What this task involves:
Copy out the entries below word for word, everything from the line containing "of the blurred" down to the end of the entries.

-- START Extracted data --

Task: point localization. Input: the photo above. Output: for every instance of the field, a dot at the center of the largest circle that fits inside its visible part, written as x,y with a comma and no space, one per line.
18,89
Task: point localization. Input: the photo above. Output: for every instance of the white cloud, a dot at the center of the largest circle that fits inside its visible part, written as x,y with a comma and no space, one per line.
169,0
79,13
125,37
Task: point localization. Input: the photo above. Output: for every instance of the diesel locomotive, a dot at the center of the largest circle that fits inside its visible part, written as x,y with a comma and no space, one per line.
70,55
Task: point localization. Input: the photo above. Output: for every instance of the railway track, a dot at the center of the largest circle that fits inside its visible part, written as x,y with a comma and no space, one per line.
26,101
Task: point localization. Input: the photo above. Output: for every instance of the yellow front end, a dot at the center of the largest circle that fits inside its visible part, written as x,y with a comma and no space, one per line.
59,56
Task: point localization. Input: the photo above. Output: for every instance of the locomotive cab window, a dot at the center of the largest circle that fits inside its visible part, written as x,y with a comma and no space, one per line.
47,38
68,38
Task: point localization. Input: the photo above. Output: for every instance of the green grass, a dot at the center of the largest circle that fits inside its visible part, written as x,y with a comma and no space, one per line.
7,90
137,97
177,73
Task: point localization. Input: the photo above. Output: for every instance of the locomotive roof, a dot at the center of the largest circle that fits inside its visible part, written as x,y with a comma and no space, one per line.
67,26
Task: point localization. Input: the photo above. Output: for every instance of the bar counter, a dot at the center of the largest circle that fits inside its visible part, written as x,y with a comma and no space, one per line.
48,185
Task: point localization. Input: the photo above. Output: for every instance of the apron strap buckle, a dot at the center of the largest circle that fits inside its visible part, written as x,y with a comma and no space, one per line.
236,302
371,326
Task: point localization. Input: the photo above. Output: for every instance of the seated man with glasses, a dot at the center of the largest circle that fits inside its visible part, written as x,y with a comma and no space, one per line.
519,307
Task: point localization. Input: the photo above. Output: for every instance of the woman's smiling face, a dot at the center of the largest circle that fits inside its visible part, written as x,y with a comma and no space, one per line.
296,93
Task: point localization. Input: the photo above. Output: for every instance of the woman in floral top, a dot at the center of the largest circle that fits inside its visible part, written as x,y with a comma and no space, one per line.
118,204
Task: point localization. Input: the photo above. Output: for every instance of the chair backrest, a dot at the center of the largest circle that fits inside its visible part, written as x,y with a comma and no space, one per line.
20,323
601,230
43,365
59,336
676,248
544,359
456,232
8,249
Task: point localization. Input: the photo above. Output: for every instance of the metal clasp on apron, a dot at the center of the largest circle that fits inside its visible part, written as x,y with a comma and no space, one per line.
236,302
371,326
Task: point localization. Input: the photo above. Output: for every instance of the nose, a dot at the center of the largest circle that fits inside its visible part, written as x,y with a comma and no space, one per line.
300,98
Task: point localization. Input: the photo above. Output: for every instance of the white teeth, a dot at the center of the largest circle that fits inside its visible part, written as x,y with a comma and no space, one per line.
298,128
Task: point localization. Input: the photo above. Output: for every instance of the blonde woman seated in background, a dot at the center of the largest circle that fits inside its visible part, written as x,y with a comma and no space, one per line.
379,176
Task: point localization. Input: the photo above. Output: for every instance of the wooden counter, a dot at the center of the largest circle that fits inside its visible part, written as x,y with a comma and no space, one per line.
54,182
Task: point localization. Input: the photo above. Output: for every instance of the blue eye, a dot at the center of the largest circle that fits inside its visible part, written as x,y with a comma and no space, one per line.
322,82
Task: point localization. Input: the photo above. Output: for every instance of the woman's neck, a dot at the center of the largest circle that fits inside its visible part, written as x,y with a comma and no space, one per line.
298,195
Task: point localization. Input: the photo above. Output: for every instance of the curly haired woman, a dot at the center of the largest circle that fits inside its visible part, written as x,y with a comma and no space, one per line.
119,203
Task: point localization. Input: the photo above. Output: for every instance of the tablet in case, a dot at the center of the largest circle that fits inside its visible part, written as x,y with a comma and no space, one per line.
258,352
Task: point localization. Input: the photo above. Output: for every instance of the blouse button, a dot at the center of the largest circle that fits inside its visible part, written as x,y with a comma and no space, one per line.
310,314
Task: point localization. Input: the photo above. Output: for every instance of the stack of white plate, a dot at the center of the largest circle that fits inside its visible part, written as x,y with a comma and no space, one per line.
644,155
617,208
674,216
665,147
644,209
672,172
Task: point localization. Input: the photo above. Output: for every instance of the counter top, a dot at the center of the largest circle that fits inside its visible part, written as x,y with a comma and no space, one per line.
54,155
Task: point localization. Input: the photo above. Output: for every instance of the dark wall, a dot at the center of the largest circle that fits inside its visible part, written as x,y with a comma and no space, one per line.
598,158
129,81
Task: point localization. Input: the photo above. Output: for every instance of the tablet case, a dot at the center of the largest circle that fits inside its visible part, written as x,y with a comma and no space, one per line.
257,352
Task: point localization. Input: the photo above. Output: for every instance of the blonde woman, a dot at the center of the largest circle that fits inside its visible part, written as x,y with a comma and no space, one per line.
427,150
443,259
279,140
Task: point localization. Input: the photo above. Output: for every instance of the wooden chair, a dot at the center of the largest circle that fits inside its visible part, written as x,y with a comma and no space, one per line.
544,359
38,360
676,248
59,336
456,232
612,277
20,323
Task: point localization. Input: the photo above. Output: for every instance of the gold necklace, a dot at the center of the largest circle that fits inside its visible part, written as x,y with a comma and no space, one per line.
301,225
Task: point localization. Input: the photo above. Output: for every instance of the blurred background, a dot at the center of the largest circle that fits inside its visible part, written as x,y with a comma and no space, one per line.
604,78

-- END Extracted data --

The response:
Task: point localization. Input: the photo above. Output: for every instance of the blurred background, a dot at the center of the largest circle that fits inside its visible part, written as x,y with a comma and no space, one per line.
604,78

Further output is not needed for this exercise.